━━━ FRAGMENTO SELECCIONADO
Hay cosas que no comprendemos. Sólo podemos acercarnos a
ellas con fe. Y con amor. ¿Por qué Jesucristo murió en una cruz? ¿Fue necesaria esta horrible pasión
para liberarnos de nuestras oscuridades interiores? Desde luego que no. Dios
habría podido perdonar nuestros pecados de mil maneras distintas – o
simplemente no perdonarlos. Probablemente, ha elegido la más impresionante de
todas, aquella que manifiesta más claramente la locura de su gran amor: se ha
hecho hombre –uno de nosotros–, y ha compartido las alegrías y durezas de
nuestra vida hasta el final. A pesar de su omnipotencia eterna, se dejó
–¡libremente!– humillar, flagelar, escupir, ridiculizar, coronar de espinas y
clavar en un madero. ¿Por qué? Quizá para mostrarnos que es capaz de hacer
“todo” por nosotros, como un amigo que muere para salvar al otro. Y para
convencernos –una vez por todas– que tenemos un inmenso valor: nuestro destino
no es indiferente a Dios. Misterio de amor, sobreabundancia de generosidad.
¿Esto quiere decir que los cristianos tenemos que vivir ahora de un modo severo y riguroso? ¿Que no debemos disfrutar de las cosas buenas de la vida? ¡Todo lo contrario! Cristo ha muerto para que nosotros vivamos; ha sufrido para que nosotros seamos felices; ha roto nuestras cadenas para que anunciemos su reino de libertad. La obra de salvación debería reflejarse en el rostro, en la mirada, en la sonrisa y la risa, en la serenidad y la fortaleza, en la comprensión y la amistad, en el ánimo sincero, solidario y generoso de los “liberados”.
Quien experimenta que es profundamente aceptado y amado, no puede más que transmitir el amor con alegría. Y quiere estar cada vez más cerca al amor de su vida. Lo advertimos en el amor humano, a veces con una claridad que nos hace temblar. Pensemos, por ejemplo, en las mujeres alemanas que acompañaron voluntariamente a sus marido judíos a los campos de concentración nazi. O en aquella madre que se acostumbró a cerrar los ojos durante casi todo el día, para percibir el mundo del mismo modo que su hijo ciego.
Algo parecido ocurre en el amor a Cristo. Los cristianos quieren compartir su destino. ¿No es verdad que dos personas se unen más fuertemente cuando llevan juntas un gran dolor, que cuando celebran juntas una maravillosa fiesta? Por esto, los cristianos quieren estar también en la cruz, y no tienen reparos en subir libremente al monte Calvario. ¿Cómo lo hacen? Tratan de aceptar, con ánimo, los múltiples problemas de la vida diaria; los utilizan como el material del que fabrican una cruz, “su cruz”, aquella para la que Cristo les considera preparados, y la que lleva con ellos. Como es sabido, Dios suele actuar así con sus amigos.
━━━━━━
━━━ CONJUNTO DE DATOS
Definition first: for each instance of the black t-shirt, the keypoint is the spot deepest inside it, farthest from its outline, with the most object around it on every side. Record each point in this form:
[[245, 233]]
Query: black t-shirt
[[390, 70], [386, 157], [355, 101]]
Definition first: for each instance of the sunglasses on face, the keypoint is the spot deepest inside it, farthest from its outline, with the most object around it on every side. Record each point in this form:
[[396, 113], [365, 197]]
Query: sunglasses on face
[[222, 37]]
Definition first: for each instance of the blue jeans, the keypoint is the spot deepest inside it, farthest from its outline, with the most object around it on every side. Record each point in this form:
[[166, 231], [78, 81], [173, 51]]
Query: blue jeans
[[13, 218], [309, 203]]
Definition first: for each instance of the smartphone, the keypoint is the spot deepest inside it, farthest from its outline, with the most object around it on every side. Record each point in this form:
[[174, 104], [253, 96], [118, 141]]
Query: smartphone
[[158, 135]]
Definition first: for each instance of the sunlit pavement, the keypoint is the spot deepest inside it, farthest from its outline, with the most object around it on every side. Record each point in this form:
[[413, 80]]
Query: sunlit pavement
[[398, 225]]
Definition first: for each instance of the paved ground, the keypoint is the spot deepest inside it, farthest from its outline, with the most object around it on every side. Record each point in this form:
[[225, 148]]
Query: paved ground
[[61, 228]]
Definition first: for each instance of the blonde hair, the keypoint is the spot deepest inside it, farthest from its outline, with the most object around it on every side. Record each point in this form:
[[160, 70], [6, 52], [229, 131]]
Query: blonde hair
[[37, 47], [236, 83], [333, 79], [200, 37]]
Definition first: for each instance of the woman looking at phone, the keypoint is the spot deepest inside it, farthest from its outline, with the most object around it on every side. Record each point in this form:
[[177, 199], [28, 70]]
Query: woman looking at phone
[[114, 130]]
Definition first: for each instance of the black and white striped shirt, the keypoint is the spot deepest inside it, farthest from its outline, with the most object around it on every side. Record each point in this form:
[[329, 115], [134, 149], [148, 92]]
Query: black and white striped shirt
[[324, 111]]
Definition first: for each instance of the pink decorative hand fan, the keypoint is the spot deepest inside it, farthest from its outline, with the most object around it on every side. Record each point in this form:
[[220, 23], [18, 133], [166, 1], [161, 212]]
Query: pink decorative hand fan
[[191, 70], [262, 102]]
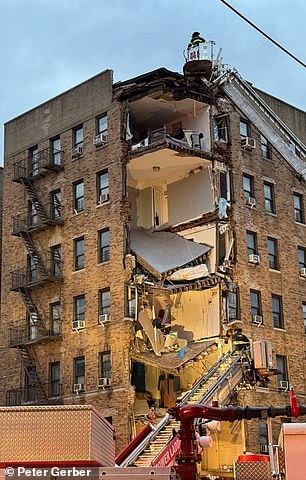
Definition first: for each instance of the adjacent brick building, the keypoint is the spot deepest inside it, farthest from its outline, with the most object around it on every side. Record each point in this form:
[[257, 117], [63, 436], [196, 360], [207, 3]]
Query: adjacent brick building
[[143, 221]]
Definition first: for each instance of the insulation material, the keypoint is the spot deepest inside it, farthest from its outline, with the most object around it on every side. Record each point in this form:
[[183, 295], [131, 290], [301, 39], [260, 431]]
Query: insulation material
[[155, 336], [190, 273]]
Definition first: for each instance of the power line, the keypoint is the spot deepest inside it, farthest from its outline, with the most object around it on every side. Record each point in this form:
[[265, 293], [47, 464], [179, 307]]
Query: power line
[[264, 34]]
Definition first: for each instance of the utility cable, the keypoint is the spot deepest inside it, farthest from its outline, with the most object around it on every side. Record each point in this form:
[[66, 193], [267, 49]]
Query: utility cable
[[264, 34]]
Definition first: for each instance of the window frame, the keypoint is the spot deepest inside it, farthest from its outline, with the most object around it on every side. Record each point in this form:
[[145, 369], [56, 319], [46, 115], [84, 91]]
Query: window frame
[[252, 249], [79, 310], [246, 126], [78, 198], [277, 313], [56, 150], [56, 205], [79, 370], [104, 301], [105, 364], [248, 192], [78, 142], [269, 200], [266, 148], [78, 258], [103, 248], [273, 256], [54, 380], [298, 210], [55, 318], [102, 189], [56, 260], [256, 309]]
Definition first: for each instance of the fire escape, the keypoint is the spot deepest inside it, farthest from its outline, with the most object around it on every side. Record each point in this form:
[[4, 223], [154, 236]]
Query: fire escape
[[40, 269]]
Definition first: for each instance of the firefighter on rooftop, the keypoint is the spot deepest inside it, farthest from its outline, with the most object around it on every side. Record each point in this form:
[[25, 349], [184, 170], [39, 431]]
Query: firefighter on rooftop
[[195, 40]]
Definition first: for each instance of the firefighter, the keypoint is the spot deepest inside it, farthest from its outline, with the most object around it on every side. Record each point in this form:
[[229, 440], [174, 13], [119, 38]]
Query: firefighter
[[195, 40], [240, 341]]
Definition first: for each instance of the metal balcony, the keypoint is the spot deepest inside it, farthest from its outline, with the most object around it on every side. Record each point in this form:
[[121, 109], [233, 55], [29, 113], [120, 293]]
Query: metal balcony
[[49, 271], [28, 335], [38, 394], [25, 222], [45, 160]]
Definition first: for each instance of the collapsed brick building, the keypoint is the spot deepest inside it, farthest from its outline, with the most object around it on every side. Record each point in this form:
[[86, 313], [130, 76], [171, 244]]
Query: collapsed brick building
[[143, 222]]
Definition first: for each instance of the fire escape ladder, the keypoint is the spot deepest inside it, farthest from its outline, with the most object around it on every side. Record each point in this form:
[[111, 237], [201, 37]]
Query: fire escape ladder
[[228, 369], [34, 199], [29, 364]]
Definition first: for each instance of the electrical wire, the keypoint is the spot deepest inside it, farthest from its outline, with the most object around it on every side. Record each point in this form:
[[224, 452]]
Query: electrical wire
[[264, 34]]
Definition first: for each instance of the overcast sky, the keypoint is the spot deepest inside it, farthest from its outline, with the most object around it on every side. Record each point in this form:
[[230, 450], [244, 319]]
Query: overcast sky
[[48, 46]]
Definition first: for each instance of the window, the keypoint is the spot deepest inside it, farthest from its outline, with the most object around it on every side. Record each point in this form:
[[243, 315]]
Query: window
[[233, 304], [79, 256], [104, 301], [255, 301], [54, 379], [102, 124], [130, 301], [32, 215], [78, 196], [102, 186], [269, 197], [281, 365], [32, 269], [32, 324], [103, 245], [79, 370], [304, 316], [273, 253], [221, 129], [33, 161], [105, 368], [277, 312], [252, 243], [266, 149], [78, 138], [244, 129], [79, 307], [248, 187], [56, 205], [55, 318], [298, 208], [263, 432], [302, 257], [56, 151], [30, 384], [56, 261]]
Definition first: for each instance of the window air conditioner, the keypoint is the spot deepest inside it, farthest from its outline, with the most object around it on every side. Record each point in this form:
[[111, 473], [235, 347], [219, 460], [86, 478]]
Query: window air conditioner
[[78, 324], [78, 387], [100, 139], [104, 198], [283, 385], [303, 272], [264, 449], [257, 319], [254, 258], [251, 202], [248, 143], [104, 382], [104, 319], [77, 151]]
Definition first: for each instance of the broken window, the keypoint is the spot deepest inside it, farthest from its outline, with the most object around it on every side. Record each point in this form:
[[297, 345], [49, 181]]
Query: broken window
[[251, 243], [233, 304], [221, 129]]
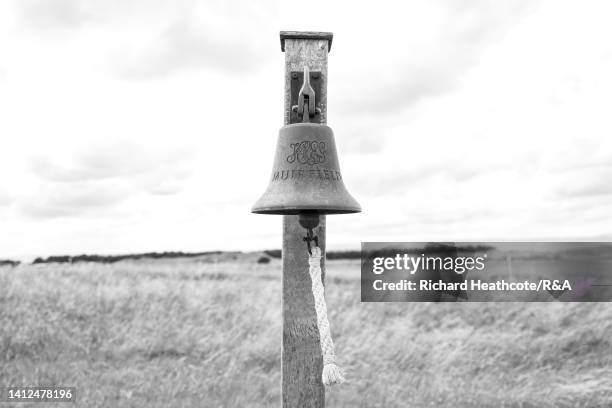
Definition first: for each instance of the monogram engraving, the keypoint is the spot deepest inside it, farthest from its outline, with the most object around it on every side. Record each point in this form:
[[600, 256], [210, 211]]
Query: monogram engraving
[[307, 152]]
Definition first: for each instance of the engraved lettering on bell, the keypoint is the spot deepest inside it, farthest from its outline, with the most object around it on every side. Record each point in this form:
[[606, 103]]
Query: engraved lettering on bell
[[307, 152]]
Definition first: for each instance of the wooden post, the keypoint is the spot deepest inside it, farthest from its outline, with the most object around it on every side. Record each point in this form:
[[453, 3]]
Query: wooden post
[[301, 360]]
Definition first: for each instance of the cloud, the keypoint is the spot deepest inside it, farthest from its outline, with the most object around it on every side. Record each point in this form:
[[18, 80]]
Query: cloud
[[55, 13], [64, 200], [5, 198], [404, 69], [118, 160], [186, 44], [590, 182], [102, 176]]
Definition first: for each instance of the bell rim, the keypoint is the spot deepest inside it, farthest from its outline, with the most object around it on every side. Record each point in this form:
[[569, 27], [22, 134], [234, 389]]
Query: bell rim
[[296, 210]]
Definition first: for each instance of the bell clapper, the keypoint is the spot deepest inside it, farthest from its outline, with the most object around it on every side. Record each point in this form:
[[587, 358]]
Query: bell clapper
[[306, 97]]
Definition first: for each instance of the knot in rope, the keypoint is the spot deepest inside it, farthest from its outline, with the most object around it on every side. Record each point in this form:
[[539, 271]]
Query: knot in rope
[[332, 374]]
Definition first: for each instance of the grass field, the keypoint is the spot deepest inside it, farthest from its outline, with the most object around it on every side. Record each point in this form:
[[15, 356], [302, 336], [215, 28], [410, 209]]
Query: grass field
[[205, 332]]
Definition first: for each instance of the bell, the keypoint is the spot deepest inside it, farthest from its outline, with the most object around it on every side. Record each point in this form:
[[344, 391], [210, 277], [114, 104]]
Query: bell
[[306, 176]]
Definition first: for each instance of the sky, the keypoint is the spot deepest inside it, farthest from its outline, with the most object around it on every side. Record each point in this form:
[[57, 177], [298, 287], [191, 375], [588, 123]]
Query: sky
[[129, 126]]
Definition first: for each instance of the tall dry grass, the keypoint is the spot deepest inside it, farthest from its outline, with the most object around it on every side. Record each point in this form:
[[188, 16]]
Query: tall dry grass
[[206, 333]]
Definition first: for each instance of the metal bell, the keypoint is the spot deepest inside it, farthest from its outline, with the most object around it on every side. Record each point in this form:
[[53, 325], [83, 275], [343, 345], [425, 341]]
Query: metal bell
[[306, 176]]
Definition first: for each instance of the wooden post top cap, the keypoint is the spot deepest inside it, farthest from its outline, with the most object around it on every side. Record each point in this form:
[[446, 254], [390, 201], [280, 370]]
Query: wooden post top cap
━━━━━━
_TU OBJETIVO_
Reescribe todo lo que va desde "Quien experimenta que" hasta "su hijo ciego." en el texto sobre la cruz de Cristo, poniendo "abuela" en lugar de "madre".

_RESPUESTA ESCRITA_
Quien experimenta que es profundamente aceptado y amado, no puede más que transmitir el amor con alegría. Y quiere estar cada vez más cerca al amor de su vida. Lo advertimos en el amor humano, a veces con una claridad que nos hace temblar. Pensemos, por ejemplo, en las mujeres alemanas que acompañaron voluntariamente a sus marido judíos a los campos de concentración nazi. O en aquella abuela que se acostumbró a cerrar los ojos durante casi todo el día, para percibir el mundo del mismo modo que su hijo ciego.